-- Excerpt --
● ● ● ● ● ● ●

Neutral citation: [2024] KECA 1228 (KLR)

Republic of Kenya

In the Court of Appeal at Nairobi

Civil Appeal 110 of 2019

DK Musinga, MSA Makhandia & SG Kairu, JJA

September 20, 2024

Between

Faima Ventures Limited

1st Appellant

Faith Njeri Mathia

2nd Appellant

Patrick Kimani Mathia

3rd Appellant

and

Kenya Orient Insurance Limited

Respondent

(Being an appeal from the judgment and decree of the High Court at Nairobi (Mbogholi, J.) dated 21st June 2018 in HC Suit No. 521 of 2016)

Judgment

1. By a plaint dated 16th September 2013, the appellants were sued by the respondent in the Chief Magistrates’ Court at Nairobi for goods sold and services rendered but not paid. Though the appellants entered appearance to the suit on 6th February 2014, they however failed, neglected, or refused to file a defence. The respondent successfully applied for entry of interlocutory judgment in default of defence. The suit was thereafter set down for hearing and proceeded ex-parte. Judgment was thereafter rendered on 25th April 2014 in favour of the respondent. The appellants then filed an application to set aside the ex-parte judgment on 16th September 2015, which application was dismissed for want of prosecution on 27th October 2015. This did not stop the appellants as they made yet another application to have the dismissed application reinstated, which was allowed on condition that thrown away costs of Kshs. 10,000 be paid by the appellants to the respondent’s advocates within 14 days from the date of the ruling, failing which the application would stand dismissed. The order was however not honoured by the appellants. The appellants went back to court again on 29th February 2016 with an application seeking extension of time within which to pay the thrown-away costs as ordered. However, after hearing the application interpartes, the court dismissed it on 22nd July 2016. In dismissing the application, the trial court stated that: “Court orders cannot be made in vain, allowing breach will occasion injustice to the other party affected by the failure or delay. Failure to comply and bringing an application for extension of time without sufficient reason is an abuse of the process. I see no reason to allow this application. I do dismiss it with costs to the plaintiff. The application dated 16th September 2015 stands dismissed as earlier ordered.”

● ● ● ● ● ● ●

-- Data supplied --
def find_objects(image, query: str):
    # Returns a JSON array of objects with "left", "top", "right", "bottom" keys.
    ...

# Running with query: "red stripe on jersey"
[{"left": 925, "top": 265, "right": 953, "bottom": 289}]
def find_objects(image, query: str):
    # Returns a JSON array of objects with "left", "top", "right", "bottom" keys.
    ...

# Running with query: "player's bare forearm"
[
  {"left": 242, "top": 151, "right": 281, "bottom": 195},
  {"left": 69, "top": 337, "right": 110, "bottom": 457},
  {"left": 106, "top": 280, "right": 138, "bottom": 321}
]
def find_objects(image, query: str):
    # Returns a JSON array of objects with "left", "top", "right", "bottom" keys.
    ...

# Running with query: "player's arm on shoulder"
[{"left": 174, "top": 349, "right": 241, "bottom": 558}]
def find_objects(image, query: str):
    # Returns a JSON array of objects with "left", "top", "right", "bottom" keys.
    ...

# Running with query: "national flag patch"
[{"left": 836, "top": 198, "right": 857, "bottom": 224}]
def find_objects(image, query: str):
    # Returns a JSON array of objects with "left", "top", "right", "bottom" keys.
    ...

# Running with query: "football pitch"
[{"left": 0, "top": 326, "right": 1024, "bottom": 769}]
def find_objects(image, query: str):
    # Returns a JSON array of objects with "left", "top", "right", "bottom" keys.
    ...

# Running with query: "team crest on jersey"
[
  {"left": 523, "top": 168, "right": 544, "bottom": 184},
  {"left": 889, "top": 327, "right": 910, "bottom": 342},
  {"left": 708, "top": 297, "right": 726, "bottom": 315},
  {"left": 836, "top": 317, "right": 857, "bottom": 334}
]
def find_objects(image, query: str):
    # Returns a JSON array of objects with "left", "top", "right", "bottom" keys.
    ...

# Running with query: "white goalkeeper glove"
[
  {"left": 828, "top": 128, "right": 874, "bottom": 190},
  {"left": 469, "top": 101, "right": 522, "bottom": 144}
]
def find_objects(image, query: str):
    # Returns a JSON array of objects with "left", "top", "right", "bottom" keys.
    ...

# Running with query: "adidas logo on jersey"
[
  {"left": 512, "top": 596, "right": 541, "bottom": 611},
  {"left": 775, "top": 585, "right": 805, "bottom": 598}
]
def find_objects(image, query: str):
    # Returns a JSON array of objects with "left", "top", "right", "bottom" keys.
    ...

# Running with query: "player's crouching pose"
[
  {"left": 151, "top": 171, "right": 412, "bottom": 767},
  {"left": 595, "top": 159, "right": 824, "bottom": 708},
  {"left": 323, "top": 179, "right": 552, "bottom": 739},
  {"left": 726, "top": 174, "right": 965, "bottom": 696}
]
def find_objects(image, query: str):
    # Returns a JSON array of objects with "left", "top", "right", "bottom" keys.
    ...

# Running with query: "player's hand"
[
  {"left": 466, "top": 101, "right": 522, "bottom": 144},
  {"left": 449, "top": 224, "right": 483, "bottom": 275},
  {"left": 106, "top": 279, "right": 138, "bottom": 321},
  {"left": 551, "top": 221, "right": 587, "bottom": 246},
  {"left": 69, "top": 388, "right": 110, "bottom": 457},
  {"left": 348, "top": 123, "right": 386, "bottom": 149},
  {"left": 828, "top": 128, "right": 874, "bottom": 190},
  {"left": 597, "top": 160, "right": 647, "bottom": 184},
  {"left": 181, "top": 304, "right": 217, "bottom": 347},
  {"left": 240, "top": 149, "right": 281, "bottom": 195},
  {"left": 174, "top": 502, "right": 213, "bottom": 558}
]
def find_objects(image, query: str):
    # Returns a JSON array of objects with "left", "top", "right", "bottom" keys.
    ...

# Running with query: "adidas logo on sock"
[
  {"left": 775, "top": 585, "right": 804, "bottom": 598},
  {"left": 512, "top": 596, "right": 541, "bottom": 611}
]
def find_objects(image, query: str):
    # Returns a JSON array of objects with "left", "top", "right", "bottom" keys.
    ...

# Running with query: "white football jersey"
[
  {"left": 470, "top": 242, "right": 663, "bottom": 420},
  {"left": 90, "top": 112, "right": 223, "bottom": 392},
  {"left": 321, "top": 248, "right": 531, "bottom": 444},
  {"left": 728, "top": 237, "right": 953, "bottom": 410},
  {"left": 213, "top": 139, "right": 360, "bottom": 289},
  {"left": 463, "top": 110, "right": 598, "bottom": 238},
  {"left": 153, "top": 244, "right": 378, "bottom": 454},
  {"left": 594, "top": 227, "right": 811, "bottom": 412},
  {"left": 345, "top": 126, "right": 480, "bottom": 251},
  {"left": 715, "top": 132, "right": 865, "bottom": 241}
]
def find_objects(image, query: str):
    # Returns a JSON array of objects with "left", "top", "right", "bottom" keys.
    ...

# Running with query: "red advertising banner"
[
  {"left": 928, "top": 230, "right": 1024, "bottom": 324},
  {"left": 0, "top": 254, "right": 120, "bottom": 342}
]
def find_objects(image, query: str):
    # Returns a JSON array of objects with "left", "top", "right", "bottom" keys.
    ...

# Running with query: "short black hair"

● ● ● ● ● ● ●

-- Tasks and exercises --
1. Mark each statement about the Court of Appeal judgment yes or no, and quote the words from the judgment that decide it. (a) After entering appearance, the appellants filed a defence. (b) The thrown-away costs the appellants were ordered to pay were Kshs. 10,000. (c) The application for extension of time was dismissed on 22nd July 2016.
2. Write the next part of the Court of Appeal judgment, starting after its last sentence.

-- Response list --
1.
(a) No: "they however failed, neglected, or refused to file a defence."
(b) Yes: "thrown away costs of Kshs. 10,000 be paid by the appellants to the respondent’s advocates"
(c) Yes: "the court dismissed it on 22nd July 2016."

2.
2. The appellants moved to the High Court on appeal, complaining that the trial court had misdirected itself as to the principles of extension of time and had improperly exercised its discretion by dismissing the application: that the trial court failed to consider the length of the delay and the reasons for the delay hence arriving at a wrong decision; and that the trial court failed to consider all relevant factors, including the decree of prejudice occasioned to the appellants by its decision.

3. The appeal was opposed by the respondent, whose case was that the order that was being appealed from was a dismissal order and thus not appealable given that it was a negative order. Further, that the appellants had not met the threshold as required by the law, and especially Order 42 of the Civil Procedure Rules. Finally, that the trial court properly exercised its discretion in refusing the application.

4. Mbogholi, J. in dismissing the appeal stated:“When the appellants filed the application for extension of time, they were invoking the court’s discretion to do so. The appellate court may interfere with the discretion of the lower court, but only when it is shown the lower court acted on wrong principles in denying the offended party the order sought.It must also be shown that the lower court misdirected itself and arrived at the wrong decision leading to injustice. See Mbogo & Another vs. Shah (1968) EA 93. I have looked at the pleadings, the reasons advanced in the motion seeking the extension of time and the submissions of the parties. I have come to the conclusion that the lower court did not proceed on wrong principles, neither can it be faulted for any mistake on the record. That discretion was applied judiciously and I have no reason to differ with the lower court.This appeal must therefore fail and the same is dismissed with costs to the respondent.”The appellants being dissatisfied with the judgment and decree of the High Court have now approached this Court on a second and perhaps last appeal on the same grounds argued in the High Court. We need not therefore rehash them.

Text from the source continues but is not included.